-------- PROVIDED INFORMATION

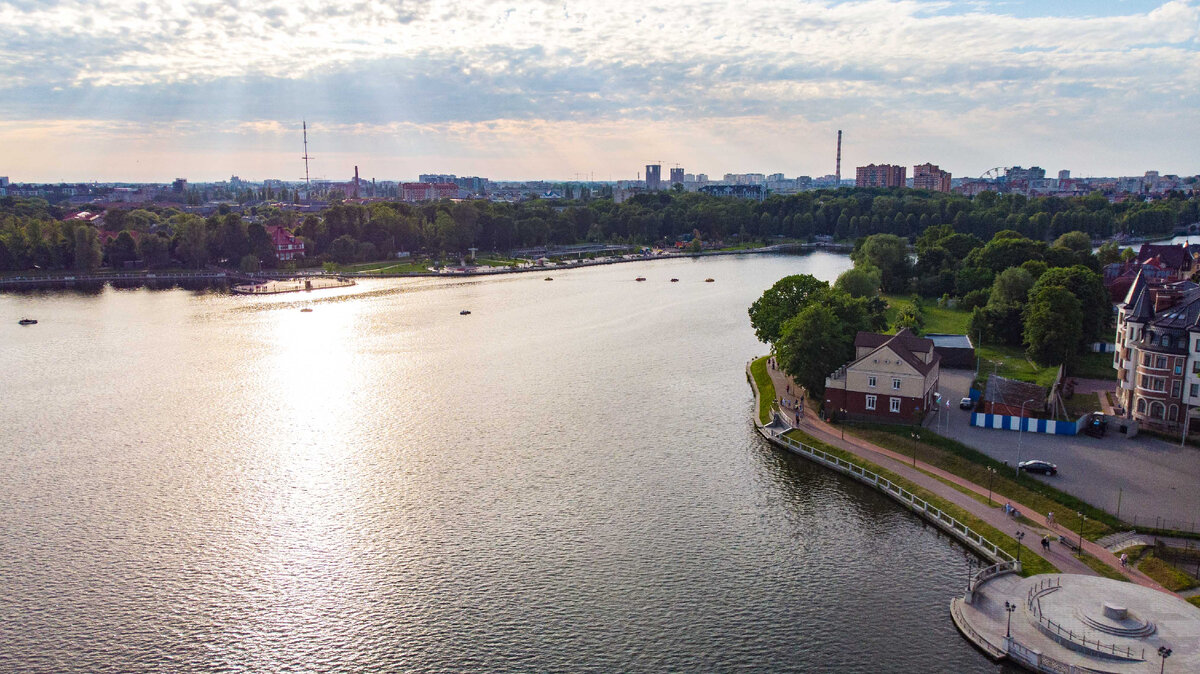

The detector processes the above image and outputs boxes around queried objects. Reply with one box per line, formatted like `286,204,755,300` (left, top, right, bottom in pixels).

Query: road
928,368,1200,527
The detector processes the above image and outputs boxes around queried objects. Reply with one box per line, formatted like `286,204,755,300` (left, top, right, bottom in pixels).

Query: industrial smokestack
835,130,842,186
354,165,360,198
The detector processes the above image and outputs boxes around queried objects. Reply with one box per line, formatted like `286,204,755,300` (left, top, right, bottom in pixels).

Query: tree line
1,187,1198,272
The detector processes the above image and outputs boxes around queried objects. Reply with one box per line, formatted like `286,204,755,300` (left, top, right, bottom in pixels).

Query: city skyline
2,0,1198,182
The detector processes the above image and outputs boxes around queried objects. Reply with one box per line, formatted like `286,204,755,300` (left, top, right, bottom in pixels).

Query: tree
1030,265,1109,345
106,230,138,268
1052,230,1091,254
1024,285,1083,367
239,254,260,273
851,233,910,293
1096,240,1122,266
329,234,359,264
776,304,854,396
73,226,101,272
138,233,170,268
173,215,209,268
834,265,881,298
748,274,829,344
988,267,1034,307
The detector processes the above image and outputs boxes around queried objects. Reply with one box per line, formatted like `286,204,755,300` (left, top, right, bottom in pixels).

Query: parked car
959,397,974,410
1018,460,1058,476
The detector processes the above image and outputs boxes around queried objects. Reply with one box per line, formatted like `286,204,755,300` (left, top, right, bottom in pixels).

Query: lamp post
840,408,846,440
1016,397,1038,476
1015,530,1025,570
1159,645,1172,674
910,431,920,466
1004,600,1017,639
1077,512,1087,557
986,466,997,506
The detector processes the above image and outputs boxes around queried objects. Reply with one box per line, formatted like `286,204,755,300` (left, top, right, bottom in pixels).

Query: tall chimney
354,165,360,198
835,130,842,186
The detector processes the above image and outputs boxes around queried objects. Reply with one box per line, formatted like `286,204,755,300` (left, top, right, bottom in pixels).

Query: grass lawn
1064,392,1101,418
1076,552,1130,582
1072,351,1119,381
882,295,971,335
1137,554,1200,592
844,423,1117,541
749,356,776,425
783,429,1058,576
1189,596,1200,609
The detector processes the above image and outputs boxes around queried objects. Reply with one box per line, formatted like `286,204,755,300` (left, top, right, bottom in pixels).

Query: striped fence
970,412,1089,436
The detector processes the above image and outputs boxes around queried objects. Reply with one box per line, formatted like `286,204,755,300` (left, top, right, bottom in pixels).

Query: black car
1018,460,1058,476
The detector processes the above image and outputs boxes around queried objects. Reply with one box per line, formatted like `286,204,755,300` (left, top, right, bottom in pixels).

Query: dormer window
1162,334,1170,347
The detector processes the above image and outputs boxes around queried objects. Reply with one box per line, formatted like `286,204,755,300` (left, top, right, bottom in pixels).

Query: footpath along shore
752,356,1170,592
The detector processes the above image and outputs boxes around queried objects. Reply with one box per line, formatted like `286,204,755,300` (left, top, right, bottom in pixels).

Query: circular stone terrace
952,573,1200,673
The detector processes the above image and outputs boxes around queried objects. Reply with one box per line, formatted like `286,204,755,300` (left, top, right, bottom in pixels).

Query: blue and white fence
970,412,1089,435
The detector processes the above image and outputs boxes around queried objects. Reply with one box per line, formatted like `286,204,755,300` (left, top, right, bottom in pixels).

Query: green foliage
1138,554,1199,592
851,233,910,293
1052,230,1091,254
776,290,886,395
1096,240,1122,266
749,356,776,425
1024,285,1083,367
988,266,1034,307
137,232,170,268
834,265,881,298
747,274,829,344
73,226,101,272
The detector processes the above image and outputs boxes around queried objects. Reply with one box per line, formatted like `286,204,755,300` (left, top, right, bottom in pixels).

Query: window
1140,375,1149,388
1176,363,1183,375
892,378,901,390
889,397,901,413
1170,405,1179,421
1173,381,1182,397
1162,335,1170,347
1143,354,1151,366
1190,384,1198,397
1193,361,1200,374
865,395,877,411
1195,340,1200,352
1156,356,1167,369
1151,402,1165,419
868,376,876,387
1156,378,1167,392
1137,398,1147,414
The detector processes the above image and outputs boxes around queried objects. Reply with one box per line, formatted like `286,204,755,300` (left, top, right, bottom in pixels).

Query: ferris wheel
980,167,1009,181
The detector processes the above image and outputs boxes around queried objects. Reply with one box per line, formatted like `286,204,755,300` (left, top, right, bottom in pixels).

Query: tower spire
302,120,312,195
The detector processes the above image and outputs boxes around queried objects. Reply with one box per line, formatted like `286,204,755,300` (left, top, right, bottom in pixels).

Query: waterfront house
265,225,305,261
824,329,940,423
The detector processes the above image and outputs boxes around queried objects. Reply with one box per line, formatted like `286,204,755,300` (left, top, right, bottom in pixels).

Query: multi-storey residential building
855,164,906,188
645,164,662,190
912,163,952,192
823,329,940,424
401,182,458,201
1114,272,1200,431
265,225,305,261
669,167,684,186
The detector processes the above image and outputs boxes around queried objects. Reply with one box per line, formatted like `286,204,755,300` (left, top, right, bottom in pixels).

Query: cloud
0,0,1197,180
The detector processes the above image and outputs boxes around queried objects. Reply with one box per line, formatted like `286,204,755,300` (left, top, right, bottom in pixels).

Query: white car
959,397,974,410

----------------

YOUR ASSIGNMENT -> All of the material above should be set down again exactly, though not its pictures.

RESULT FOR THIS EXERCISE ->
The detector processes the above image and outputs boxes around queried objects. Reply with one box per line, formatted like `286,204,755,300` (left, top, right, bottom in pixels).

Query: road
928,368,1200,527
The detector processes the above image and outputs boxes around queried objects. Reply with one box per line, formatted like `286,204,755,300` (left, top, right, bottom in pixels).

Query: industrial smokestack
835,130,842,186
354,165,360,198
The detector processes the above image and outputs boxes around queried objects. Reply with one box per line, formatted like `286,204,755,300` (left, top, right, bottom in pixels).

Query: tree line
1,187,1198,272
The detector processes the above image and outputs boxes around queried objects. Reply with one box per line, formatted like `286,204,755,300` (left, top, right, bottom in pixels).

Query: city skyline
2,0,1198,182
The detector processes the above image and outputs boxes around queried objects. Reply with one box per line, formatted like `286,204,755,300` (left, top, right, bottom in pixels).

Query: tree
1030,265,1109,345
106,230,138,268
1052,230,1091,254
1024,285,1083,367
239,254,260,273
851,233,910,293
1096,240,1122,266
329,234,359,264
776,304,854,396
73,226,101,272
138,233,170,268
173,215,209,268
834,265,881,298
748,274,829,344
988,267,1034,307
The detector processes the above image and outputs boxes around queried objects. Reply with one box per line, formatted like `286,204,755,300` (left, top, right, bottom in pixels).

Query: parked car
959,397,974,410
1018,460,1058,476
The detector processes the above image and outputs boxes around queried objects. Reply with one box per line, formatted like `286,204,755,300` (left, top, right, bottom in pixels).

Query: lamp post
840,408,846,440
1016,397,1038,476
1015,530,1025,570
1159,645,1172,674
910,431,920,466
1004,600,1017,639
1077,512,1087,557
986,466,997,506
The detector processes the above image and outputs boxes around queried objects. Reply with one box per line, formatted like `286,204,755,300` (left, top, right, bottom in pixels).

Query: tall chimney
354,165,360,198
835,130,842,186
The detector processes the above image and outputs boxes around queried objects. Reply with one box per line, formatted like `286,204,755,300` (left, top, right, bottom in pixels).

Query: grass lawn
1064,392,1101,418
1076,552,1130,582
1072,351,1119,381
882,295,971,335
1137,554,1200,592
844,423,1117,541
749,356,776,425
783,429,1058,576
1189,596,1200,609
The detector processes the above image and outputs boxes around queried objects. Reply with one box per line, formatted like `286,204,755,300` (left, top, right, bottom in pixels).

Query: striped fence
970,412,1089,436
The detector processes the above image and outputs boxes around queried objects. Reply with one box per line, formatted like `286,204,755,300` (left, top, right, bottom in pixels).

Query: black car
1018,460,1058,476
The detector processes the above image and outputs boxes around queried objects. Reply with one box per line, formatted like `286,204,755,300` (left, top, right, bottom in pixels).

Query: dormer window
1162,334,1170,347
The detector processes the above image and outputs boxes around queried objects. Reply with one box per line, formatted like `286,204,755,300` (left, top, right, bottom in pixels).

Query: footpath along shore
752,356,1170,592
The detector processes the above image and outputs boxes around queried objects. Reply with one box per line, formatted like `286,204,755,300` (left, top, right, bottom in pixels).

Query: circular stone terrace
952,573,1200,673
The detector processes the above image and outputs boxes around queried objects. Reply with one box per line, formatted like `286,204,755,300` (left, top, right, bottom in pixels).

Query: blue and white fence
970,412,1089,435
The detector processes the above image and outputs boxes around queried objects. Reply with one box per line, formatted like `286,204,755,300` (left, top, right, bottom in pixels).

Query: green foliage
1138,554,1199,592
851,233,910,293
1052,230,1091,254
776,290,886,395
1096,240,1122,266
749,356,776,425
1024,285,1083,367
988,266,1034,307
137,232,170,268
834,265,881,298
747,274,829,344
73,226,101,272
The detector processes the above image and outputs boxes around queried objects. Reply with one box per line, formatted like `286,204,755,300` (left, top, right, bottom in pixels).

Query: window
1140,375,1149,388
1176,363,1183,375
892,378,901,390
889,397,901,413
1170,405,1179,421
1173,381,1182,397
1162,335,1170,347
1143,354,1151,366
1190,384,1198,397
1193,361,1200,374
865,395,877,411
1195,340,1200,352
1156,356,1167,369
1151,402,1165,419
868,376,876,387
1156,378,1167,392
1137,398,1147,414
The detector processes the above image and outputs boxes around queried objects. Reply with one box per line, formatted like `286,204,755,300` (left, top, right, bottom in pixels).

Query: ferris wheel
980,167,1009,181
The detector processes the above image and outputs boxes around queried objects. Reply with one box per line, formatted like `286,204,755,300` (left, top, right, bottom in pixels).

Query: tower spire
302,120,312,195
The detector processes the above image and outputs boxes around queried objects. Reply with one box per line, formatted like `286,204,755,300` (left, top, right, bottom in pixels).

Query: waterfront house
265,225,305,261
824,329,940,423
The detector processes the above image and outputs boxes around queried objects. Reply with one box per line, formatted like `286,204,755,300` (left, top, right, bottom in pixels).

Query: multi-storey residential building
855,164,906,188
645,164,662,190
912,163,952,192
823,329,940,424
401,182,458,201
1114,272,1200,431
265,225,305,261
669,167,684,186
The detector processes the above image and outputs boxes around queried objects. Reply with one box per line, formatted like `286,204,755,300` (left, top, right, bottom in pixels).

Query: cloud
0,0,1197,180
The detector processes the above image and outputs boxes around queried objects. Reply with one box per line, formatted like `286,204,755,300` (left, top, right, bottom in pixels).

Query: white car
959,397,974,410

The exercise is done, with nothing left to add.